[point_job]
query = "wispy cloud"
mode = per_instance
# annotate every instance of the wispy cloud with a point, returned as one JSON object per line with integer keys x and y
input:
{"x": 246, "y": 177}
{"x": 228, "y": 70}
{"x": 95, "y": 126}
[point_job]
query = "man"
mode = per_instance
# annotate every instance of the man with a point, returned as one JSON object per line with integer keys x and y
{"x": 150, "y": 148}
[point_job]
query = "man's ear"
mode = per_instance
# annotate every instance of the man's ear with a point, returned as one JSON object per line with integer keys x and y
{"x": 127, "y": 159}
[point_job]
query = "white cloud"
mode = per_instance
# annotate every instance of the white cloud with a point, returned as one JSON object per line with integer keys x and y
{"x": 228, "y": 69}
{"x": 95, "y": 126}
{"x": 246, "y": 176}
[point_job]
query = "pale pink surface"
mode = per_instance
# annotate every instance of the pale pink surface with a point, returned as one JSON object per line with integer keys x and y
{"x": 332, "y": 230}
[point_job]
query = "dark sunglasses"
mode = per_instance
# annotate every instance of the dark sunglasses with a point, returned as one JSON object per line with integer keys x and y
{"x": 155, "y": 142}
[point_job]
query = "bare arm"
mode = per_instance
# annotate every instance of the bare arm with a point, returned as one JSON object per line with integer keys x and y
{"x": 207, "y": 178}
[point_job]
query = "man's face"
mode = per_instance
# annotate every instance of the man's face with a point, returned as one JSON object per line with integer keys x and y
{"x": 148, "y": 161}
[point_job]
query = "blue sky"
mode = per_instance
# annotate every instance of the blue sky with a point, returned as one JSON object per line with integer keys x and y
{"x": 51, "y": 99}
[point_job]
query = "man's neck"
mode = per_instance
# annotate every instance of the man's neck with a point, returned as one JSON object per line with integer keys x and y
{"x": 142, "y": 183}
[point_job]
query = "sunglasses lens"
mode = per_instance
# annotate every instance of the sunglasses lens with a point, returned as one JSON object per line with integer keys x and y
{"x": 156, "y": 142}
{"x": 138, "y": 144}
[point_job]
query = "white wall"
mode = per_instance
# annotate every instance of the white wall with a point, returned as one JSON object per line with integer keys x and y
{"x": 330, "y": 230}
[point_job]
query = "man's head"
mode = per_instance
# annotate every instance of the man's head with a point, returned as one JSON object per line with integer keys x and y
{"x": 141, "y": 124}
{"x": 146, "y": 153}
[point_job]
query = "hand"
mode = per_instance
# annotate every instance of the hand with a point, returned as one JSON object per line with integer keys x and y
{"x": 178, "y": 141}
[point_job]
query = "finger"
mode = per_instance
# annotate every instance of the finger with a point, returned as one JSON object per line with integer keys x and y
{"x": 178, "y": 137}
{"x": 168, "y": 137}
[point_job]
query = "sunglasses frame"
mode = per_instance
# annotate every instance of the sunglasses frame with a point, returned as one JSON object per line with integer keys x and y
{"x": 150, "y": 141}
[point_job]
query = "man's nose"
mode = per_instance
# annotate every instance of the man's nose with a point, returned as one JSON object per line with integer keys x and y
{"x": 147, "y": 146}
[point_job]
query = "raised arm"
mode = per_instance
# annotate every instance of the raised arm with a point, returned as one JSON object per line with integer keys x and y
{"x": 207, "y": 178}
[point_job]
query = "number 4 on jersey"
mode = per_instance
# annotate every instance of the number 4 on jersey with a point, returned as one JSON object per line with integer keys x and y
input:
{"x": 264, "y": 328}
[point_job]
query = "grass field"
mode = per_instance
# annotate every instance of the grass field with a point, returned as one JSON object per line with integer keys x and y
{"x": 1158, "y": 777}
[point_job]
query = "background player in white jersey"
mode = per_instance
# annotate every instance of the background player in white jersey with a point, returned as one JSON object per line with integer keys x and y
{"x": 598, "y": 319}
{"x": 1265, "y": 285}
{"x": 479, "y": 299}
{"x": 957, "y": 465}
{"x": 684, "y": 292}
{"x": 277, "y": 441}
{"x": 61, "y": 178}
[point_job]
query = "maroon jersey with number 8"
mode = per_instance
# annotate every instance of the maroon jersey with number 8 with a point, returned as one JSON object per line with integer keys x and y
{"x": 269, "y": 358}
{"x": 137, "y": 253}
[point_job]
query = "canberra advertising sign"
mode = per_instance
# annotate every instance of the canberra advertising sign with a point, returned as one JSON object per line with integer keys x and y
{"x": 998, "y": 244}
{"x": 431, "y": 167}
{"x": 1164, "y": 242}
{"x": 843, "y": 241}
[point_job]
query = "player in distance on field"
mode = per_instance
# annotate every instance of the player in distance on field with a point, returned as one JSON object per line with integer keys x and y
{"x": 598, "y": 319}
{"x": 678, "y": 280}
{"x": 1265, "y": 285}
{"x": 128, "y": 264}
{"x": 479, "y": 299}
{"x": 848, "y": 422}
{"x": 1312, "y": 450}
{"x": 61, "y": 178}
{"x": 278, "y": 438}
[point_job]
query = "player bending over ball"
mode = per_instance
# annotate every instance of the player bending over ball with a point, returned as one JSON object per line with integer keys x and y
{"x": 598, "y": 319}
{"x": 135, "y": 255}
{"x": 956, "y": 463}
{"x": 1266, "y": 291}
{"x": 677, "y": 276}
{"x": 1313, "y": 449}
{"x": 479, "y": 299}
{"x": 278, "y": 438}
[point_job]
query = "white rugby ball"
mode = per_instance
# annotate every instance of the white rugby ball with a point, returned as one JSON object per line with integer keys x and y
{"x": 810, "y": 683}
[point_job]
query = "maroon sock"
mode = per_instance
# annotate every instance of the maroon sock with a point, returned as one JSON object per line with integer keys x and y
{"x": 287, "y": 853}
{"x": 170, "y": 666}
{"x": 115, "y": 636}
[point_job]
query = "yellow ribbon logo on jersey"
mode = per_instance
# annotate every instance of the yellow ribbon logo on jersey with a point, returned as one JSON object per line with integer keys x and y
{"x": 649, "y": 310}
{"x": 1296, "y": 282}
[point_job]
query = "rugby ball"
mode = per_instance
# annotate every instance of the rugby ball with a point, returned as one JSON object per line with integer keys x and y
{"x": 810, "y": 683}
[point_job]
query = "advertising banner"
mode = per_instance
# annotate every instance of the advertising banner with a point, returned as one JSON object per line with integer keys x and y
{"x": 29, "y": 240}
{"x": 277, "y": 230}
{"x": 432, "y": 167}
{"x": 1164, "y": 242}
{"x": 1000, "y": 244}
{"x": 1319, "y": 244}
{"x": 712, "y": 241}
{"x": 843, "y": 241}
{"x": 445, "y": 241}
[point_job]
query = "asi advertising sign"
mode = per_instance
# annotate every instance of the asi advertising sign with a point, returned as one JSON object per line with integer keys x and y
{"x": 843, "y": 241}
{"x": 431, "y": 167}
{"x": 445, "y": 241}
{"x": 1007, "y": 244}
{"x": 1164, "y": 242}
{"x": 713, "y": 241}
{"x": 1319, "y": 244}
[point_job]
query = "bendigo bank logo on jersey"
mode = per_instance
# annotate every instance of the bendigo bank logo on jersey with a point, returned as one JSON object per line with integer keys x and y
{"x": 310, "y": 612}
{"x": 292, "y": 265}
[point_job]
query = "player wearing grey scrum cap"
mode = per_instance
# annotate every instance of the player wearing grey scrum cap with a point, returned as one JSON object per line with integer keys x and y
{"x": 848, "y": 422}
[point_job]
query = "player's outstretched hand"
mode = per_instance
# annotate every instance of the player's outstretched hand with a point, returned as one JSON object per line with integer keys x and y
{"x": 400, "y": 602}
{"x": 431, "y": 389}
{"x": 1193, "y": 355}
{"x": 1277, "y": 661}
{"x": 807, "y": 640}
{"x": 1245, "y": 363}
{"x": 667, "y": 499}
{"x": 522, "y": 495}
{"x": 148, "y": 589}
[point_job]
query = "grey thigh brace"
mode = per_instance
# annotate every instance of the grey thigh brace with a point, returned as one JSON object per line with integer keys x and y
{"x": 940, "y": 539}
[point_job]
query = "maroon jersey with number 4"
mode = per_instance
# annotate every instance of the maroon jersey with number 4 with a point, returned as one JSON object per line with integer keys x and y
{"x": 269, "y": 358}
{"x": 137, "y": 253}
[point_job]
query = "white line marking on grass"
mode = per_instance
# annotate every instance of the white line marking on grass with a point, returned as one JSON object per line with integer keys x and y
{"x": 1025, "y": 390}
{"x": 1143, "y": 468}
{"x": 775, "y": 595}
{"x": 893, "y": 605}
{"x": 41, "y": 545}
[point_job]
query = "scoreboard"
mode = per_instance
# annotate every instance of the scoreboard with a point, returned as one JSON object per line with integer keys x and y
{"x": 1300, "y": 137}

-------

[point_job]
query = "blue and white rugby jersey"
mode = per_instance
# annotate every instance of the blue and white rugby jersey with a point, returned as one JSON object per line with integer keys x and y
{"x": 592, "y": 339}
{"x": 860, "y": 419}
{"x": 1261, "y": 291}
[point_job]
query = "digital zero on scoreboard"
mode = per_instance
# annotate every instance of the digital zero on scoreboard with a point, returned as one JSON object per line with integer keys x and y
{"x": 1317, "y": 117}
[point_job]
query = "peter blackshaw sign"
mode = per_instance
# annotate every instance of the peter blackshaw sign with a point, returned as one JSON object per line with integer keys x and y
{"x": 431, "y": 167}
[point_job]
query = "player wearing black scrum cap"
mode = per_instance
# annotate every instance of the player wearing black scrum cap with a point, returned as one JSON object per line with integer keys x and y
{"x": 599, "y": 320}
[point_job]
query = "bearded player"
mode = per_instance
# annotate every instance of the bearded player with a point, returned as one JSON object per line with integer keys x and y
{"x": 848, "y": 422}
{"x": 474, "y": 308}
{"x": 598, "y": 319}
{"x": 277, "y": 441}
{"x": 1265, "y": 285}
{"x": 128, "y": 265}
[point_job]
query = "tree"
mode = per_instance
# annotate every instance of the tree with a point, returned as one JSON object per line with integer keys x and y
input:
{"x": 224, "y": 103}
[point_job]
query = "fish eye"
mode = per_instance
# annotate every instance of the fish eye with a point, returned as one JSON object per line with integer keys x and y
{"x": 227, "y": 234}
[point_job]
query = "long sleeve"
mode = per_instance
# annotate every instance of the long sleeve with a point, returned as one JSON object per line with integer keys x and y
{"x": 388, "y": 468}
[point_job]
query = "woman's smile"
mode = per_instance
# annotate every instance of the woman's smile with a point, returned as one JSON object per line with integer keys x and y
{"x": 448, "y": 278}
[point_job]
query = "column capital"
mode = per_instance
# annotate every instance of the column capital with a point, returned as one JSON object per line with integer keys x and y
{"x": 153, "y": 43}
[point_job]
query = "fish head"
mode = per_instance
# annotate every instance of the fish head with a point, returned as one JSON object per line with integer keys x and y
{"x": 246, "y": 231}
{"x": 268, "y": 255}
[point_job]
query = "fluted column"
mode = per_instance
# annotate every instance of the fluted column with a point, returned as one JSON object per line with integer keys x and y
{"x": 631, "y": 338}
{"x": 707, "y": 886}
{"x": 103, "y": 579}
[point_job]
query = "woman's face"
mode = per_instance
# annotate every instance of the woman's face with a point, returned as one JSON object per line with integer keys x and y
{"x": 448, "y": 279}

-------

YOUR INSTRUCTIONS ▸ Show each line in the listing above that has "wispy".

EXERCISE SOLUTION ▸
query = "wispy cloud"
# annotate every instance of the wispy cloud with a point, returned as one JSON object per line with integer keys x and y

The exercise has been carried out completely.